• Saved entries:
::::
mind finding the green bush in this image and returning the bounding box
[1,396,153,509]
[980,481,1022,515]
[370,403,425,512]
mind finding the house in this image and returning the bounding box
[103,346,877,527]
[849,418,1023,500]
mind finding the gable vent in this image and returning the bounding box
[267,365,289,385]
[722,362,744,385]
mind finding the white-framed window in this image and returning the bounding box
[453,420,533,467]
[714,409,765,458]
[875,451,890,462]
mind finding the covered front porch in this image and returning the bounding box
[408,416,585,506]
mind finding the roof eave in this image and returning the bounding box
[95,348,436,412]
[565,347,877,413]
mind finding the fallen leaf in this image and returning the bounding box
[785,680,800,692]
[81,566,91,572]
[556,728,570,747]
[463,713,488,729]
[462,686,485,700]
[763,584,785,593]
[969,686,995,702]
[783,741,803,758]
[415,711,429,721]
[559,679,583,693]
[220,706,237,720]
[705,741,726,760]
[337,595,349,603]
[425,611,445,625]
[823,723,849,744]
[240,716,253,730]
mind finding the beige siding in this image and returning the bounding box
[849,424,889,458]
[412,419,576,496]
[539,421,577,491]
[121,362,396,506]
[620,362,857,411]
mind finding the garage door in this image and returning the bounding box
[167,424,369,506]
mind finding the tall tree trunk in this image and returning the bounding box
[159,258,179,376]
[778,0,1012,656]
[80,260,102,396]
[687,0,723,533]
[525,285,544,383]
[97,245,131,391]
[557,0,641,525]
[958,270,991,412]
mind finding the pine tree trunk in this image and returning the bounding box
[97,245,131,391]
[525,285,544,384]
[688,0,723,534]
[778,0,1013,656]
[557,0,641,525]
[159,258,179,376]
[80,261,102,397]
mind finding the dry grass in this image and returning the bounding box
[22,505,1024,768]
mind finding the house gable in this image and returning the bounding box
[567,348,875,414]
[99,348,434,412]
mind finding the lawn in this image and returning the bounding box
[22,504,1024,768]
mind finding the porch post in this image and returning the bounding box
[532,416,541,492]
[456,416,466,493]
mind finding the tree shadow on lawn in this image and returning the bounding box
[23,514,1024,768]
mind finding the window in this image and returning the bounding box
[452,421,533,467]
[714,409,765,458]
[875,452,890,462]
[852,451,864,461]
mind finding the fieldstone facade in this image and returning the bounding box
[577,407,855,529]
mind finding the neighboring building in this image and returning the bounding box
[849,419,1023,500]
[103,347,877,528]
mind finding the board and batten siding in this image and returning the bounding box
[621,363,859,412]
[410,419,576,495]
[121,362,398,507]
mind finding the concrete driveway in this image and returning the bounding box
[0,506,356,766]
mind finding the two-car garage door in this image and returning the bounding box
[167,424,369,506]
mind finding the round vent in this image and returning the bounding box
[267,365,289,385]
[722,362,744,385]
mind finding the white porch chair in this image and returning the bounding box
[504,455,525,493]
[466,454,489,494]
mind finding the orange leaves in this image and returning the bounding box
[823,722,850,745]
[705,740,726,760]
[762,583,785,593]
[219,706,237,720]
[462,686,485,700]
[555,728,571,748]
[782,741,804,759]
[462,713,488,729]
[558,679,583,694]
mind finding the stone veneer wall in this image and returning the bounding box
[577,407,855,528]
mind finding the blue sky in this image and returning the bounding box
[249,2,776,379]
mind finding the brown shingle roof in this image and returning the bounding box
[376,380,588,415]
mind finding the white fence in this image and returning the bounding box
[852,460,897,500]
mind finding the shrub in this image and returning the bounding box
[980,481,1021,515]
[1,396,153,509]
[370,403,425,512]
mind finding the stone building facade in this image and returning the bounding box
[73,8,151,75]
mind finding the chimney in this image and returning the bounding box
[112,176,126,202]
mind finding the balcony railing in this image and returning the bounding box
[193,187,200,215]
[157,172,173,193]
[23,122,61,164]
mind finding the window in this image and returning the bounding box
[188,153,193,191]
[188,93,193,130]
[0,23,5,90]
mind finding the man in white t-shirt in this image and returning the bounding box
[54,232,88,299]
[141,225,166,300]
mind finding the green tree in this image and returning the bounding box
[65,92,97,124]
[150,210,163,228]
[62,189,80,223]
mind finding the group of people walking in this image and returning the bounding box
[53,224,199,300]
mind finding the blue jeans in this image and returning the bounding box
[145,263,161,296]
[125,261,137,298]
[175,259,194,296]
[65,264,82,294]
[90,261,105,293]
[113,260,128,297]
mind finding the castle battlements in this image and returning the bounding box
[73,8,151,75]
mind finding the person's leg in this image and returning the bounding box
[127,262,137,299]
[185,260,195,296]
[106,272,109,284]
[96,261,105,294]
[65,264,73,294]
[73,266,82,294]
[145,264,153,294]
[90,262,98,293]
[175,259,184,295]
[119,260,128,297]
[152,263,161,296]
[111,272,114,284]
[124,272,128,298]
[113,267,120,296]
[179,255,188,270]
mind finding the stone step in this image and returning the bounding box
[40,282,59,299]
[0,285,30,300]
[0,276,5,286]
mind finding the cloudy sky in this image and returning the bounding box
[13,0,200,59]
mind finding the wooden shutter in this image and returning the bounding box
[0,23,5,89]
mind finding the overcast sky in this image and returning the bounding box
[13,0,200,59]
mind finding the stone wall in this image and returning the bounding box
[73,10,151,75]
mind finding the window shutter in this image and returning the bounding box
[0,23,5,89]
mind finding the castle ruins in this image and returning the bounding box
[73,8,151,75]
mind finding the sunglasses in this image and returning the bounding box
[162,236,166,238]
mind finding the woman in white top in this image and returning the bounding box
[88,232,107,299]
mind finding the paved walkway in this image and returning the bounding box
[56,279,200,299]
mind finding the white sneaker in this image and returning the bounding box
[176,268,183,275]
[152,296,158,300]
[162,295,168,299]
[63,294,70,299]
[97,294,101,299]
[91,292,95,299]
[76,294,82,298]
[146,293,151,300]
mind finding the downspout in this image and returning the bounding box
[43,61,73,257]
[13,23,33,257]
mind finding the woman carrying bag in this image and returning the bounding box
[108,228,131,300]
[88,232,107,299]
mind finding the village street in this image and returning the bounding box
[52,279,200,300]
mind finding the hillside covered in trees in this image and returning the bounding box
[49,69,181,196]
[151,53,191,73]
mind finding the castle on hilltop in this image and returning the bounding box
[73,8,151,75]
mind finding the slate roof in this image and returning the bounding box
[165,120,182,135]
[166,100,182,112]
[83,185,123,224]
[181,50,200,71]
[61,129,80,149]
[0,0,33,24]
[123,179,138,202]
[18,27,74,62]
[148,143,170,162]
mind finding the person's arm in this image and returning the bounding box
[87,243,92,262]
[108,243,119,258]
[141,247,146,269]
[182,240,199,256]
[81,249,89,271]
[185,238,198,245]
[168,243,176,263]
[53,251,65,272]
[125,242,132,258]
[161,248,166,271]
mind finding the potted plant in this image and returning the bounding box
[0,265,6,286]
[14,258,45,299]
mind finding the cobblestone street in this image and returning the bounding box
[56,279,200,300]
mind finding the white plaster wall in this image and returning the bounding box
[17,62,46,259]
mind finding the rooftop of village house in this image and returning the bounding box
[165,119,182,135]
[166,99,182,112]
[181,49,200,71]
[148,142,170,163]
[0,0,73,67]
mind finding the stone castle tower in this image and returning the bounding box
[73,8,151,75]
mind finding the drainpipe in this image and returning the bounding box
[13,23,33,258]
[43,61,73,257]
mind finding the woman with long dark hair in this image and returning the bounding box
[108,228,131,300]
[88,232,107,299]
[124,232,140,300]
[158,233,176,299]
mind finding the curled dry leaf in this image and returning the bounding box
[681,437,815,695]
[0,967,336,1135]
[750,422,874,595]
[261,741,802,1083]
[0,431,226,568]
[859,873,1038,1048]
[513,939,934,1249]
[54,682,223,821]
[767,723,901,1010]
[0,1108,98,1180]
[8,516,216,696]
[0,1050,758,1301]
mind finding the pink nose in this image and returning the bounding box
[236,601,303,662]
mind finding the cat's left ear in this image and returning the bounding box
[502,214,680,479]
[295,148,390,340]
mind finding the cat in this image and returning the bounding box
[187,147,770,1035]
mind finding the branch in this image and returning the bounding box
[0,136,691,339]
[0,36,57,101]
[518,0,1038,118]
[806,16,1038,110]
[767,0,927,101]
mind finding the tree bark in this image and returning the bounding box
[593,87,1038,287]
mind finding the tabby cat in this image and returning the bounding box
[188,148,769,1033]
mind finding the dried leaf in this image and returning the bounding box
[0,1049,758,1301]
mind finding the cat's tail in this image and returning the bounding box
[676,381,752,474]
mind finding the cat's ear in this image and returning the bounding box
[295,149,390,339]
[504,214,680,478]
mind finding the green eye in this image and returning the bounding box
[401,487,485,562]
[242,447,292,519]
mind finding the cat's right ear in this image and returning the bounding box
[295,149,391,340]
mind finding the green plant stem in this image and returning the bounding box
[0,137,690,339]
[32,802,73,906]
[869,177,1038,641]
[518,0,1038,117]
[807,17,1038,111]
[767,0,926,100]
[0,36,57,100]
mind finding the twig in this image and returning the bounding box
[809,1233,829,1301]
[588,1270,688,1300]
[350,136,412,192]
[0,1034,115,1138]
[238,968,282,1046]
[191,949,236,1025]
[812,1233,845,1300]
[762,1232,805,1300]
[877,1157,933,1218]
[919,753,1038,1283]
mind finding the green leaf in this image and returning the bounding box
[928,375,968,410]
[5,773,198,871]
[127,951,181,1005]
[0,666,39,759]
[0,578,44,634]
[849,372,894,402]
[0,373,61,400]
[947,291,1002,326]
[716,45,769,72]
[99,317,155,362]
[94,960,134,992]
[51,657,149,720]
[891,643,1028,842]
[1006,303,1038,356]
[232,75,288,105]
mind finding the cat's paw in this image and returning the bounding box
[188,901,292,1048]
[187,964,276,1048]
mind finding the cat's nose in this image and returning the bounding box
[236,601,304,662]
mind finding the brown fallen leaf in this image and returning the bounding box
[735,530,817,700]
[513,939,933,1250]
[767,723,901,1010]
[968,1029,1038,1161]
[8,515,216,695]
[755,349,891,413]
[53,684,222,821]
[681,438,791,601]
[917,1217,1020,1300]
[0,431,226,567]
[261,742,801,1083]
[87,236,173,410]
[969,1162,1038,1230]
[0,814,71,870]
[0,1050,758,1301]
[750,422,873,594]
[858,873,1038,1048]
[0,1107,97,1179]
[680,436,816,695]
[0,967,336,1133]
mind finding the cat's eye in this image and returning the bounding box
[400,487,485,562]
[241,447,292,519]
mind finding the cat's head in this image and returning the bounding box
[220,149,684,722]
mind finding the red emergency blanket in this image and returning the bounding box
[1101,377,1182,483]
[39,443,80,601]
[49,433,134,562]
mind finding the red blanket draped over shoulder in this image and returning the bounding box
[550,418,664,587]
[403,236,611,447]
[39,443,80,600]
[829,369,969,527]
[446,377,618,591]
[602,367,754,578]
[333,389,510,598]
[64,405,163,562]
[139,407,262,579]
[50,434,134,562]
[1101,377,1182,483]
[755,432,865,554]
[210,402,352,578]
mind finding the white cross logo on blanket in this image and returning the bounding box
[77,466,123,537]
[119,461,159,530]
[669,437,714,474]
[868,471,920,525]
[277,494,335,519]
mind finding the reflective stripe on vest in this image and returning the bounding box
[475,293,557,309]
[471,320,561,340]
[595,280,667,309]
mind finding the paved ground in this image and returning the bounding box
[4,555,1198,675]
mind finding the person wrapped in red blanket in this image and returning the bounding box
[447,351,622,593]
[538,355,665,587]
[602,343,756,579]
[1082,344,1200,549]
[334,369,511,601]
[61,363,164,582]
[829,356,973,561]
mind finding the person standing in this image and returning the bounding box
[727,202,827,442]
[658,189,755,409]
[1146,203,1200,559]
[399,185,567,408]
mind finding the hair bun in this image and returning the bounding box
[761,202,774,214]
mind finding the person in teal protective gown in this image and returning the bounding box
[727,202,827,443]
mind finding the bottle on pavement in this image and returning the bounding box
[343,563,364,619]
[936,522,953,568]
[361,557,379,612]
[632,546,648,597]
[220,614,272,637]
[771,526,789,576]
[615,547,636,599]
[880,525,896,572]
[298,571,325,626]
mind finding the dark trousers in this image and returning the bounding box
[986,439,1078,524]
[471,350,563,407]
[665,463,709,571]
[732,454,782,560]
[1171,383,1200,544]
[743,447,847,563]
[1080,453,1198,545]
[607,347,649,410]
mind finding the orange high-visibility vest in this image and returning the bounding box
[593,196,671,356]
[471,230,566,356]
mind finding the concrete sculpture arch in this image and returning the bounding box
::::
• Problem description: Reproduce exactly the lines from the one with "mind finding the bottle" through the last line of the entries, keeping both of those lines and nothing else.

• Answer for this exercise:
mind finding the bottle on pavement in this image and returning the bounding box
[343,563,364,619]
[936,522,953,568]
[361,557,379,612]
[632,546,648,597]
[220,614,272,637]
[771,526,789,576]
[615,547,636,599]
[880,525,896,572]
[298,571,325,626]
mind finding the dark trousers in this image and returning the bounding box
[986,439,1078,524]
[471,350,563,407]
[665,463,709,571]
[732,454,782,560]
[1171,383,1200,544]
[743,447,847,563]
[1080,453,1198,545]
[607,347,649,410]
mind finding the orange high-visibility vest in this image and returning the bounding box
[593,196,671,356]
[471,230,566,356]
mind finding the concrete sculpture arch in this image and returning the bounding box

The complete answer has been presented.